Leaving out the images, transcribe every record below exactly.

------------------------------------------------------------------------

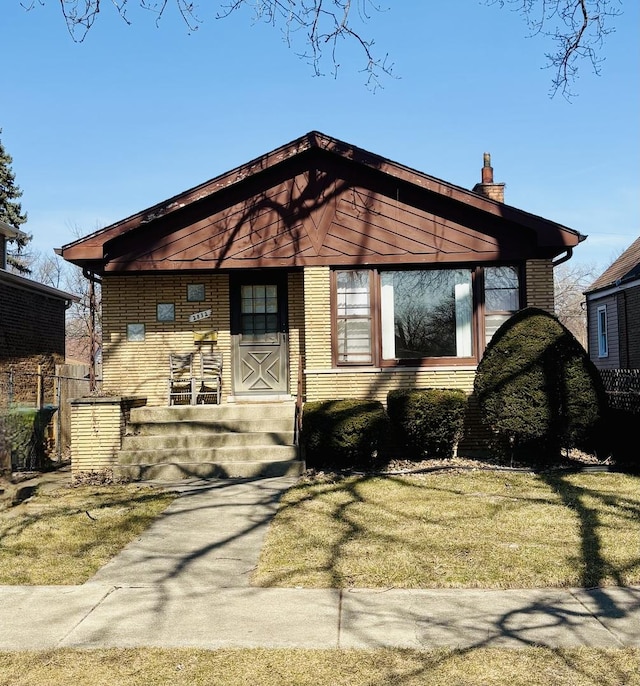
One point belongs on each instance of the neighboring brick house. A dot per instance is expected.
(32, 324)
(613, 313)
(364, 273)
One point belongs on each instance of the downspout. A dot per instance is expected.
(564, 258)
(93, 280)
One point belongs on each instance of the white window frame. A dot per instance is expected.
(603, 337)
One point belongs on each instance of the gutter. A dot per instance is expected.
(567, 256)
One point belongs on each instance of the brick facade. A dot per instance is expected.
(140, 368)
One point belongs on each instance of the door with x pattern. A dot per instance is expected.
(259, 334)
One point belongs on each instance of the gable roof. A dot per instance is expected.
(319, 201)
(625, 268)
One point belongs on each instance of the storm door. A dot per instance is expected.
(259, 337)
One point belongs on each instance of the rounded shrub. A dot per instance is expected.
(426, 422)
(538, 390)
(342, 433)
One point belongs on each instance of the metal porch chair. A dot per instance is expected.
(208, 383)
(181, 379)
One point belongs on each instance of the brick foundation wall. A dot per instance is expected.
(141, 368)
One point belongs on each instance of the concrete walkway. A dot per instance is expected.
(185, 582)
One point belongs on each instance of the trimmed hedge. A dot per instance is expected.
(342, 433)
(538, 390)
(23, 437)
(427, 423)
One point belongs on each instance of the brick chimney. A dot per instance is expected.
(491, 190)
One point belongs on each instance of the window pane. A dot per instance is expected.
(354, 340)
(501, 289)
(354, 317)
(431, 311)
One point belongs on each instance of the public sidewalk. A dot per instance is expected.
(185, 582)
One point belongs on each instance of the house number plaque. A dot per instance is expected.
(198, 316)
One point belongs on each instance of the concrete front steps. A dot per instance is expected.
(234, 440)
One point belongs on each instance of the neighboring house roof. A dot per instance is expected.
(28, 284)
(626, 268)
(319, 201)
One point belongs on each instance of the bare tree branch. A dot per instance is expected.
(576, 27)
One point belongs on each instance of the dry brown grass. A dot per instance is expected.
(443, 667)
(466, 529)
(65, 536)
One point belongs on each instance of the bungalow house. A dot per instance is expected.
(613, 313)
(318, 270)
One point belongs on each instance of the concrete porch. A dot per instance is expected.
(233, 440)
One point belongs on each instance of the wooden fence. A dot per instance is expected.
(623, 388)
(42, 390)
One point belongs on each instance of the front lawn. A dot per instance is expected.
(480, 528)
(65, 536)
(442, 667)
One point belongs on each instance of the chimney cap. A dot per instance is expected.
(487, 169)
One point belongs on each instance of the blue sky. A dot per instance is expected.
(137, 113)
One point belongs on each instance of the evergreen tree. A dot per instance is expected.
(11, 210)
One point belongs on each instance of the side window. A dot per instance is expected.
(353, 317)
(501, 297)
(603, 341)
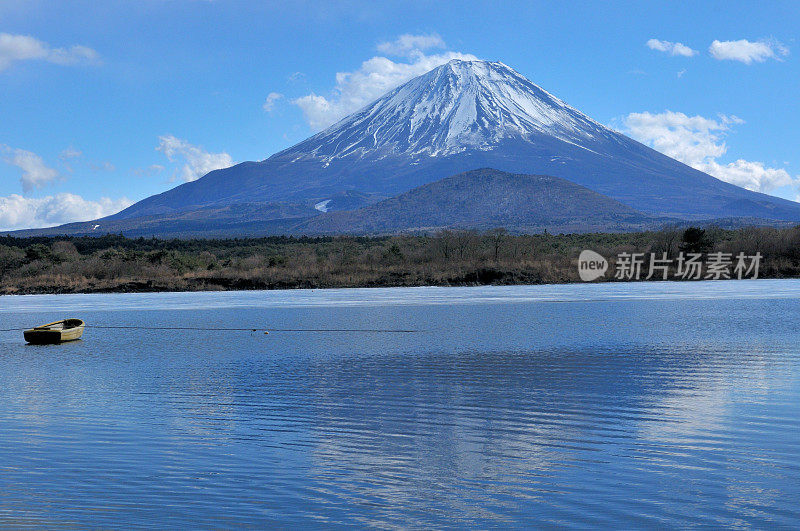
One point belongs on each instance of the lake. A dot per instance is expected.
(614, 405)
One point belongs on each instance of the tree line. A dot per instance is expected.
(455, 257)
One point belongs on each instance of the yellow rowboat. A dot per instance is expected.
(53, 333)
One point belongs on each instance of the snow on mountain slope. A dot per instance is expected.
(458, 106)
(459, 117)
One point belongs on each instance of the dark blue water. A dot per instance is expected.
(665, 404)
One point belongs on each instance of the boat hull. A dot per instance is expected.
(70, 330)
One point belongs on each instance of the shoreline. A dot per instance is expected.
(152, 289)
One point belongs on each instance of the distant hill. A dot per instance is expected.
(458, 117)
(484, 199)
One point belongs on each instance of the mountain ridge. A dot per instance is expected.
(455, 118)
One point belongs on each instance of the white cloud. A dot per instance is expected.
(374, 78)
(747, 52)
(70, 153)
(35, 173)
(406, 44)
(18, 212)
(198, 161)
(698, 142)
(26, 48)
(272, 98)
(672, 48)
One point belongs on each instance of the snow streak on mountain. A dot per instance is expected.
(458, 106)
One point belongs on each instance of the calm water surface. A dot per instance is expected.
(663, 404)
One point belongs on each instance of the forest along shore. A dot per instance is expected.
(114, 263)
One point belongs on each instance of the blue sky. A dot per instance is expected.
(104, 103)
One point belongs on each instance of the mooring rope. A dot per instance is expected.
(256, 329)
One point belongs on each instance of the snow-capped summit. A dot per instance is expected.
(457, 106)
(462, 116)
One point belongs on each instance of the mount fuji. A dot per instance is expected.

------------------------------------------------------------------------

• [SOLUTION]:
One point belongs on each instance of the neighboring brick house. A dot per instance is expected.
(32, 324)
(613, 313)
(364, 273)
One point belongs on each instance of the downspout. A dot per instance is expected.
(564, 258)
(93, 280)
One point belongs on each instance of the white window frame. A dot per instance is expected.
(603, 337)
One point belongs on each instance of the gutter. A dot per instance is expected.
(567, 256)
One point belongs on each instance of the brick facade. A dot per instance is expected.
(140, 368)
One point belongs on each instance of the door with x pattern. A dot per instance is expected.
(259, 334)
One point belongs on each instance of the gable roof. A dot per instance is expected.
(319, 201)
(625, 268)
One point belongs on each instance of the storm door. A dot per instance is expected.
(259, 337)
One point belongs on each instance of the rounded shrub. A dot per instance is expected.
(426, 422)
(538, 390)
(342, 433)
One point belongs on each instance of the metal porch chair. A dot per instance is expected.
(208, 383)
(181, 379)
One point belongs on each instance of the brick foundation wall. A dot per instance is expected.
(141, 368)
One point belongs on each instance of the concrete walkway. A dot per instance is expected.
(185, 582)
One point belongs on each instance of the trimmed hedge. A dot per instance is expected.
(342, 433)
(538, 390)
(23, 437)
(427, 423)
One point belongs on each instance of the brick chimney. A dot per instance is expected.
(491, 190)
One point belongs on each instance of the window pane. A dot per instance is expected.
(354, 340)
(501, 289)
(354, 317)
(431, 311)
One point belongs on each instance of the public sidewalk. A dot per instance is expected.
(185, 582)
One point belongs on each instance of the house number plaque. A dot per instance is expected.
(198, 316)
One point belongs on each instance of the concrete front steps. A dot per instance is expected.
(234, 440)
One point belongs on each instance of the neighboring house roof. A dot per instance is expected.
(28, 284)
(626, 268)
(319, 201)
One point belongs on each instance of the bare tree branch. A dot per instance is expected.
(576, 27)
One point belongs on each instance of the dry brown grass. A dot per instance is expected.
(443, 667)
(466, 529)
(65, 536)
One point belongs on each instance of the bungalow house. A dot per instance is expected.
(613, 313)
(318, 270)
One point belongs on each instance of the concrete porch. A dot per instance is expected.
(233, 440)
One point belongs on each instance of the wooden fence. A dot per instance is expected.
(623, 388)
(42, 390)
One point belongs on each instance of the front lawn. A dot per instance is expected.
(480, 528)
(65, 536)
(442, 667)
One point belongs on each instance of the chimney cap. A dot per instance is expected.
(487, 169)
One point belongs on each instance of the blue sky. A dot per instance is expected.
(137, 113)
One point belongs on each instance of the evergreen tree. A dot per instance is expected.
(11, 210)
One point belongs on each instance of the side window. A dot per instance is expected.
(353, 317)
(501, 297)
(603, 341)
One point belongs on each instance of the lake. A dot per instance is expected.
(614, 405)
One point belongs on each instance of the tree line. A dot per instance is expected.
(455, 257)
One point belongs on each instance of the yellow rowboat. A dot per instance is expected.
(53, 333)
One point belongs on each instance of the snow on mountain slope. A dot per instance is expected.
(458, 106)
(459, 117)
One point belongs on each instance of the dark blue water. A dot per instance is expected.
(665, 404)
One point belongs on each instance of the boat hull. A dot per instance is expected.
(70, 330)
One point belongs on each instance of the shoreline. A dot per instance is expected.
(152, 289)
One point belongs on each instance of the distant hill. A dot per instance is expected.
(458, 117)
(484, 199)
One point belongs on each instance of the mountain ridge. A dot per instance is expected.
(455, 118)
One point belongs on each instance of the white cloud. A dot per instance is expected.
(374, 78)
(747, 52)
(70, 153)
(35, 173)
(406, 44)
(18, 212)
(198, 161)
(698, 142)
(26, 48)
(272, 98)
(672, 48)
One point belongs on each instance of the snow streak on mountain. A dot per instance is expected.
(458, 106)
One point belongs on each instance of the calm water surface. A dot per instance is expected.
(663, 404)
One point belongs on each instance of the forest along shore. A dot per instance is expected.
(114, 263)
One point belongs on each instance of the blue sky. A dot per instance is expected.
(104, 103)
One point belongs on each instance of the mooring rope. A dot per instance is expected.
(256, 329)
One point belongs on each instance of the snow-capped summit. A dot per instance is expected.
(457, 106)
(462, 116)
One point belongs on each instance of the mount fuji. A dot per instance is expected.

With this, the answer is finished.